# RECORD EXCERPTS
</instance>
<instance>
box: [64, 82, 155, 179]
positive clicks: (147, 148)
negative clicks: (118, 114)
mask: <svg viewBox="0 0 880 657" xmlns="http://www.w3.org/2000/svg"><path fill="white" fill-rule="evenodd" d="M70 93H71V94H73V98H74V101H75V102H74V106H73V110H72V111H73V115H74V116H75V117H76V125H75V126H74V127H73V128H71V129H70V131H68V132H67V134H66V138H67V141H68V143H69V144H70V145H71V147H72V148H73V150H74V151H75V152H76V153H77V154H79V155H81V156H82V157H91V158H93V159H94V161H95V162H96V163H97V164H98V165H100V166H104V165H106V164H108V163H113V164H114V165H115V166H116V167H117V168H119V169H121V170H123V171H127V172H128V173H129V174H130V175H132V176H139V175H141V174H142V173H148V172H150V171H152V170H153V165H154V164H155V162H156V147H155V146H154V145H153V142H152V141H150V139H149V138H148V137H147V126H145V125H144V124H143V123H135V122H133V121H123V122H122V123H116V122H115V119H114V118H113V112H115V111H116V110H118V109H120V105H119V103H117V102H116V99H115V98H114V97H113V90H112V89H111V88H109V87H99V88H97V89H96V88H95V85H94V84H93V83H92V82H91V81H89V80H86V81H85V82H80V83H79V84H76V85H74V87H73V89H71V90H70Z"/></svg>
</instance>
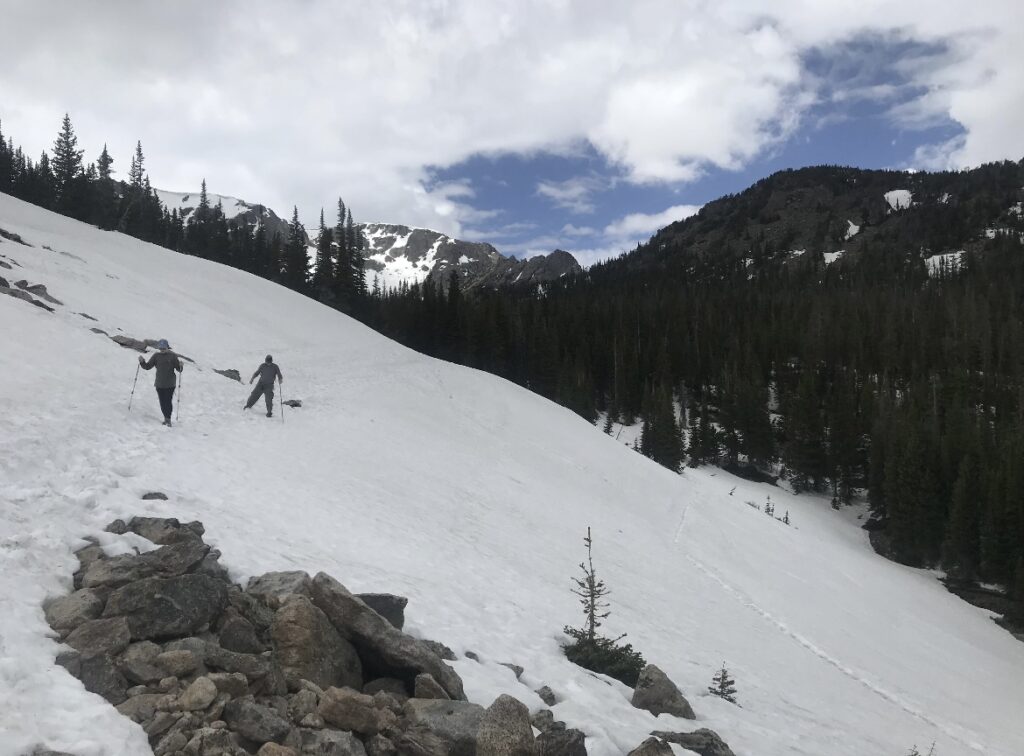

# WORK TO BE COMPLETED
Reproduce all of the material above, replacing "positive clicks" with "include points" and leaving everything else unchanged. Omit the pictures.

# OUTPUT FOR THIS TASK
</instance>
<instance>
box: [64, 82, 155, 179]
include points: (147, 148)
negative clicks: (118, 114)
mask: <svg viewBox="0 0 880 657" xmlns="http://www.w3.org/2000/svg"><path fill="white" fill-rule="evenodd" d="M70 93H71V94H73V98H74V101H75V102H74V106H73V110H72V111H73V115H74V116H75V117H76V125H75V126H74V127H73V128H71V129H70V131H68V132H67V134H66V138H67V141H68V143H69V144H70V145H71V147H72V148H73V150H74V151H75V152H76V153H77V154H79V155H81V156H82V157H91V158H93V159H94V161H95V162H96V163H97V164H98V165H100V166H104V165H106V164H108V163H113V164H114V165H115V166H116V167H117V168H119V169H121V170H123V171H127V172H128V173H129V174H130V175H132V176H139V175H141V174H142V173H148V172H150V171H152V170H153V165H154V164H155V162H156V147H155V146H154V145H153V142H152V141H150V139H149V138H148V137H147V126H145V125H144V124H143V123H135V122H133V121H123V122H122V123H116V122H115V119H114V118H113V112H115V111H116V110H118V109H120V105H119V103H117V102H116V99H115V98H114V97H113V90H112V89H111V88H109V87H99V88H97V89H96V88H95V85H94V84H93V83H92V82H91V81H89V80H86V81H85V82H80V83H79V84H76V85H74V87H73V89H71V90H70Z"/></svg>
</instance>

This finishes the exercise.